WRITTEN EXERCISE A
Collect every line of the entries below that contains the word "warehouse".

EXTRACT TO READ
┄┄┄┄┄┄┄┄┄┄┄┄┄┄┄┄┄┄┄┄
Electric Assist Unicycle Build

Show off your E-bike creation here.
pwbset   1 MW

1 MW
Posts: 1580
Joined: Apr 23 2008 8:29pm
Location: Montana

Re: Electric Assist Uniycle Build

Post by pwbset » Jun 10 2010 12:30pm

justin_le wrote:It was a really strange experience, like riding through a viscous fluid where the harder you worked the more resistance you faced.
:lol: Sounds like when I shorted/melted my plug brake and was pedaling hard going down a 15% slope. So weird! :D

Brilliant work! Keep us posted as things progress!

katou   10 kW

10 kW
Posts: 791
Joined: Jul 22 2009 7:52am
Location: Toronto

Re: Electric Assist Uniycle Build

Post by katou » Jun 10 2010 4:42pm

What do you think of Focus Designs SBU?

http://focusdesigns.com/media/

The are not using a hubmotor, I wonder why?

Katou

User avatar
justin_le   10 MW

10 MW
Posts: 2239
Joined: May 28 2007 3:27am
Location: Vancouver
Contact:

Re: Electric Assist Uniycle Build

Post by justin_le » Jun 13 2010 3:14am

katou wrote:What do you think of Focus Designs SBU?

http://focusdesigns.com/media/
I got to try one for the first time shortly after the Maker Faire when a bunch of unicyclists in the area met up. It was pretty fun to ride in its own way, and fairly light weight. Since you don't have the side to side swagger that pedalling provides there isn't as much opportunity to correct your side to side stability by twisting. So turning and going backwards were both much harder than on a regular uni.
The are not using a hubmotor, I wonder why?
Katou
They're using a one of these common style of scooter motors:
Image

which are both cheaper and lighter than a hub motor, and combined with the large chain ratio also capable of providing plenty of torque on the wheel which is needed for the self balancing. So from a production standpoint it makes sense. The SBU is also made using a stock unicycle frame and slightly modified unicycle wheel, and you could actually knock the pegs off it and install cranks and try to make a pedal version. If someone has one and wants to try this, I would be very curious to hear their experience.

A the Faire I talked to Trevor Blackwell who was the first to document building an electric uni:
http://tlb.org/eunicycle.html
and he said he had attempted using a hub motor in some prototypes earlier on and found it didn't have sufficient torque to get the control loop tight enough, so he stuck with the transmission drive. Certainly others have opted for the hub motor route and made it work.

Justin
Previously competed in the Suntrip race on a back to back tandem solar powered row/cycle trike. 550 watt solar roof, dual Grin All Axle hub motors, dual Phaserunner controllers, 12 LiGo batteries, and a whole wack of gear.
┄┄┄┄┄┄┄┄┄┄┄┄┄┄┄┄┄┄┄┄
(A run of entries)
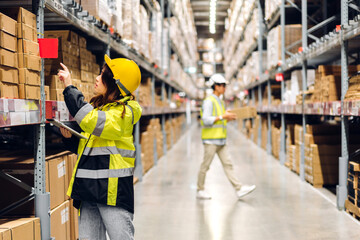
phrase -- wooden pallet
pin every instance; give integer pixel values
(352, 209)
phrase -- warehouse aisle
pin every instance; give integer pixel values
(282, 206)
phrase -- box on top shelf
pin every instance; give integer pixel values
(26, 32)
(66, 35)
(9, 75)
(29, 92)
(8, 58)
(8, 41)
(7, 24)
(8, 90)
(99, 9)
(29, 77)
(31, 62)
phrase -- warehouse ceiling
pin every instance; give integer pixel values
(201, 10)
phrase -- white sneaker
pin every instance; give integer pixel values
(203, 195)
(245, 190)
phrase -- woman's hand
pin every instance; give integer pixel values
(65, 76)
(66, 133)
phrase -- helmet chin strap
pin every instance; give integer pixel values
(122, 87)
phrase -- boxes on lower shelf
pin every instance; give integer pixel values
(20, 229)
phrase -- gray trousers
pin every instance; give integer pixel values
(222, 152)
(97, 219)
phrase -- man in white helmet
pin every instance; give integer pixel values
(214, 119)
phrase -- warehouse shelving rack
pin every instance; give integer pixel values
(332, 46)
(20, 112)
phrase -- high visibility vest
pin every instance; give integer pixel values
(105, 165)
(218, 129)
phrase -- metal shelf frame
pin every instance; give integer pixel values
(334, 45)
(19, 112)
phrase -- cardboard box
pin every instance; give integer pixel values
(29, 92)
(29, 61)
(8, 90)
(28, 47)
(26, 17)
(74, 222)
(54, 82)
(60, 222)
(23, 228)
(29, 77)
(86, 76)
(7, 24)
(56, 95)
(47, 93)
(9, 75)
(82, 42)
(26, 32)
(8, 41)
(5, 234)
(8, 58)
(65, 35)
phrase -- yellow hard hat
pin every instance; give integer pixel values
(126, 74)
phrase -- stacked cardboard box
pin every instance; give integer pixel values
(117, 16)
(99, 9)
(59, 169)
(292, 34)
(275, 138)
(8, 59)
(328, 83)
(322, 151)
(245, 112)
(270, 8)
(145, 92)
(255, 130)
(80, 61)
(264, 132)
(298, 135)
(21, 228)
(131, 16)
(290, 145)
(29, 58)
┄┄┄┄┄┄┄┄┄┄┄┄┄┄┄┄┄┄┄┄
WRITTEN EXERCISE B
Substitute "disc brake" for "plug brake" in the stretch of the electric unicycle forum thread above from "Post by pwbset" through "as things progress!", and give that stretch with the change.

CORRECT RESULT A
phrase -- warehouse aisle
phrase -- warehouse ceiling
phrase -- warehouse shelving rack

CORRECT RESULT B
Post by pwbset » Jun 10 2010 12:30pm

justin_le wrote:It was a really strange experience, like riding through a viscous fluid where the harder you worked the more resistance you faced.
:lol: Sounds like when I shorted/melted my disc brake and was pedaling hard going down a 15% slope. So weird! :D

Brilliant work! Keep us posted as things progress!